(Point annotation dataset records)
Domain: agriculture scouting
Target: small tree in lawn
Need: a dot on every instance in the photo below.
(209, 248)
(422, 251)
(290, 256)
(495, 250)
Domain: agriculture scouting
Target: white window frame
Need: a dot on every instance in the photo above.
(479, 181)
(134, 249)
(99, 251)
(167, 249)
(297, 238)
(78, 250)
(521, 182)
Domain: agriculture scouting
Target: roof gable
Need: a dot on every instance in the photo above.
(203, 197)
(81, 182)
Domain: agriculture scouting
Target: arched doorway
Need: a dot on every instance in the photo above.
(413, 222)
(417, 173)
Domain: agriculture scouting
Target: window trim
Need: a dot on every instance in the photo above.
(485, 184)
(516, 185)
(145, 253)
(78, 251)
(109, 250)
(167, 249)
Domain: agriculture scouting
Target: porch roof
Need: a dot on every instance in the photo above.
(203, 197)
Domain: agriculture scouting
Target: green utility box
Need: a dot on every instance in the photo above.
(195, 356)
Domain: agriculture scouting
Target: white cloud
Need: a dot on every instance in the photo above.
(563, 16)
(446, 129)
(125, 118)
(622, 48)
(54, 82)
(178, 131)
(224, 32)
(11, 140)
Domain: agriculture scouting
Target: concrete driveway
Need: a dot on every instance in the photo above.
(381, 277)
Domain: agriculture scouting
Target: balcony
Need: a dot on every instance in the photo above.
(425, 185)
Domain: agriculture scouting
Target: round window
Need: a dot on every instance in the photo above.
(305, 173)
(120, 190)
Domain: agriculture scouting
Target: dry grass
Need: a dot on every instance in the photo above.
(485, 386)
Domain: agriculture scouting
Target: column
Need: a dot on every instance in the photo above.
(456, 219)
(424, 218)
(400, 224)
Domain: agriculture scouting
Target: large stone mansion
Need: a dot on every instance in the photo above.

- WHAT YOU ARE ASKED TO DO -
All the data must be duplicated exactly, with nothing added or removed.

- TASK RESULT -
Domain: agriculture scouting
Target: small tree in lawn
Need: a dot on every instance in the photo below.
(209, 248)
(422, 251)
(290, 256)
(495, 250)
Domain: agriculture scouting
Target: white window frame
Need: a dot on every instance in the photo above.
(479, 181)
(134, 249)
(99, 251)
(167, 249)
(297, 238)
(78, 250)
(521, 182)
Domain: agriculture scouting
Target: roof gable
Need: a dot on every instance in the photo above.
(203, 197)
(81, 182)
Domain: agriculture scouting
Target: arched doorway
Need: a dot on every instance in the photo above.
(413, 222)
(417, 173)
Domain: agriculture scouting
Target: window trim
Need: a dot on every instance in the photo above.
(485, 184)
(516, 185)
(145, 253)
(78, 251)
(109, 250)
(167, 249)
Domain: agriculture scouting
Target: porch roof
Need: a dot on every instance in the photo above.
(203, 197)
Domain: agriculture scouting
Target: green utility box
Need: a dot on every instance in the photo above.
(195, 356)
Domain: agriculture scouting
Target: white cloud
Need: a dot on every instance in the photo above.
(563, 16)
(446, 129)
(125, 118)
(622, 48)
(54, 82)
(178, 131)
(224, 32)
(11, 140)
Domain: agriculture scouting
Target: concrete driveway
Need: a dot on every instance in the photo above.
(381, 277)
Domain: agriculture scouting
Target: balcony
Need: a dot on every instance in the photo above.
(425, 185)
Domain: agriculture scouting
Target: round window
Need: a dot on every instance in the photo above.
(305, 173)
(120, 190)
Domain: agriculture scouting
Target: dry grass
Need: a dot on every instance in the photo above.
(485, 386)
Domain: agriculture scouting
Target: column
Need: a dot on every instance in the photo above.
(456, 219)
(424, 218)
(400, 224)
Domain: agriculture scouting
Target: large stone mansion
Need: a dot on every instance in the photo above.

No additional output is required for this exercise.